═══ DOCUMENT PASSAGE

55
   

THE BRITISH THREAD II

 
 
Walter Hinteler
 
  2  
Reply Tue 12 May, 2015 07:05 am
@izzythepush,
After appointing a Justice Secretary who said the UK should have back hanging, and a Culture Secretary who calls the BBC licence fee a "poll tax", David Cameron today appointed anti-gay marriage MP Caroline Dinenage as equalities minister.
georgeob1
 
  2  
Reply Tue 12 May, 2015 07:39 am
@izzythepush,
izzythepush wrote:

I put Gob on ignore a long time ago, ...


That's a strange boast. He appears always to read and react to mmy posts. I have not put Izzy on ignore, and while I usually find myself with a perspective that is different from his I usually don't react.
0 Replies
 
McTag
 
  1  
Reply Tue 12 May, 2015 08:22 am
bip
0 Replies
 
McTag
 
  1  
Reply Tue 12 May, 2015 08:22 am
bop
0 Replies
 
McTag
 
  2  
Reply Tue 12 May, 2015 08:26 am
@Walter Hinteler,

Hypocrisy, the buzz-word of the week. And the "Welfare Secretary" hasn't even got going yet.
Remember folks, we're "all in this together."
0 Replies
 
georgeob1
 
  1  
Reply Tue 12 May, 2015 09:33 am
@McTag,
Thank you Mac. Kind words. Time passes but we endure. Still active and working, though considering retirement more often and getting impatient with challenges of work that once I found more satisfying.

I have finally succomed to my wife's complaints that I can't hear her or others and made an appointment to get an audiogram. I already know the result as it began to appear long ago - an occupational hazard around turbine engines.

I'm still interested in getting a better perspective on the recent UK election. Was it an endorsement of the policies of Cameron & the Tories or something else? Lots of things afoot in the world from the Mideast to Russia and the Baltics. to stresses in the EU and Eurozone ... all likely complicating long-standing tensions within the UK about Europe and its own governance.

We have a fairly complex situation here with sharper and more complex internal political divisions than I can recall in my lifetime.

hawkeye10
 
  -3  
Reply Tue 12 May, 2015 11:02 am
@georgeob1,
It would be nice to get a handle on what this apparent UK weariness is all about. They used to take great pride in punching above their weight on the world stage for instance, and now they dont seem to care. The constant battles with the Irish? Following the USA into wars with muslims? Entering the Libyan civil war and making things worse? Have these fights, often non productive, tired them out?

══════
═══ RECORDED DATA

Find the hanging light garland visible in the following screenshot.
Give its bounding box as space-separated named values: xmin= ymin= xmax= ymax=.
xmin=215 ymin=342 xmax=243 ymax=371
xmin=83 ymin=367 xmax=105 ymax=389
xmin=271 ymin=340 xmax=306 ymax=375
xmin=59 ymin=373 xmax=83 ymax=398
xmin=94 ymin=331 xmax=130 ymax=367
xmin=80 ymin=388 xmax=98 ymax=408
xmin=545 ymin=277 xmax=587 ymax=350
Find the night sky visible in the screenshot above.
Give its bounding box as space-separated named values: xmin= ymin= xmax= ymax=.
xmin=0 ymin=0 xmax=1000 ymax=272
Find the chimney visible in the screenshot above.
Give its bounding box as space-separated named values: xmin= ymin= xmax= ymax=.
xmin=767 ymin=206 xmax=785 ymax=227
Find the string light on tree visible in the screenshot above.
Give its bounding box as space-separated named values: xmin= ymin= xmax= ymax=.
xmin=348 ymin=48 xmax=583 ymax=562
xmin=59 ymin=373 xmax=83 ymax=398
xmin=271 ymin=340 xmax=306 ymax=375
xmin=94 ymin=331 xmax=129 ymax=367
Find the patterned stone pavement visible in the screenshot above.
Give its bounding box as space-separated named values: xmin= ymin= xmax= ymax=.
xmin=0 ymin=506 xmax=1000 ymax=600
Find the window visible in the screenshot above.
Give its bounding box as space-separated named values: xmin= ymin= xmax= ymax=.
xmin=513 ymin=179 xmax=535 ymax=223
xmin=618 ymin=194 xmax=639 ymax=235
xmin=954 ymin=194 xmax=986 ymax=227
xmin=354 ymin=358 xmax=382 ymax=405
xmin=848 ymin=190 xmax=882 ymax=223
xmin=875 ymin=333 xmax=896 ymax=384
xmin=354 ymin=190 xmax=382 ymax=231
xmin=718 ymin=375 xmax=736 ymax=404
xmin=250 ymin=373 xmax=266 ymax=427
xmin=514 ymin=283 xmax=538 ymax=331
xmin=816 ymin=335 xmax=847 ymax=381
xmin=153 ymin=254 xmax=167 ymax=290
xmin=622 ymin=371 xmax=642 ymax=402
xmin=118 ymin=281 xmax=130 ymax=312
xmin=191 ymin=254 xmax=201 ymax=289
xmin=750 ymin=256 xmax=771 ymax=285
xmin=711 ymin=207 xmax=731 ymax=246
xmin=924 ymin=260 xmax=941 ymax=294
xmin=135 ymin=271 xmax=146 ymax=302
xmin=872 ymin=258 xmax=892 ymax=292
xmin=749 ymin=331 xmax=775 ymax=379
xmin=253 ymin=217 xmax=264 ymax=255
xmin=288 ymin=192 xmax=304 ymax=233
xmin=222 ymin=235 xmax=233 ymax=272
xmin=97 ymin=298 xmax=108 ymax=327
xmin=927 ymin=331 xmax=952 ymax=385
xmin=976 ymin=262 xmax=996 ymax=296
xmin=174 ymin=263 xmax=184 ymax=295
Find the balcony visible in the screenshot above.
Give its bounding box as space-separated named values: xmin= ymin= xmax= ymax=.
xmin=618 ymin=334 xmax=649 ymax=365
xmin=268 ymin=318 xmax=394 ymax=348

══════

== WHAT YOU SHOULD DO ==
In the forum thread, who is named as David Cameron's appointee for equalities minister? The records come from a different source than the text.

== RESULT OF THIS EXERCISE ==
Caroline Dinenage.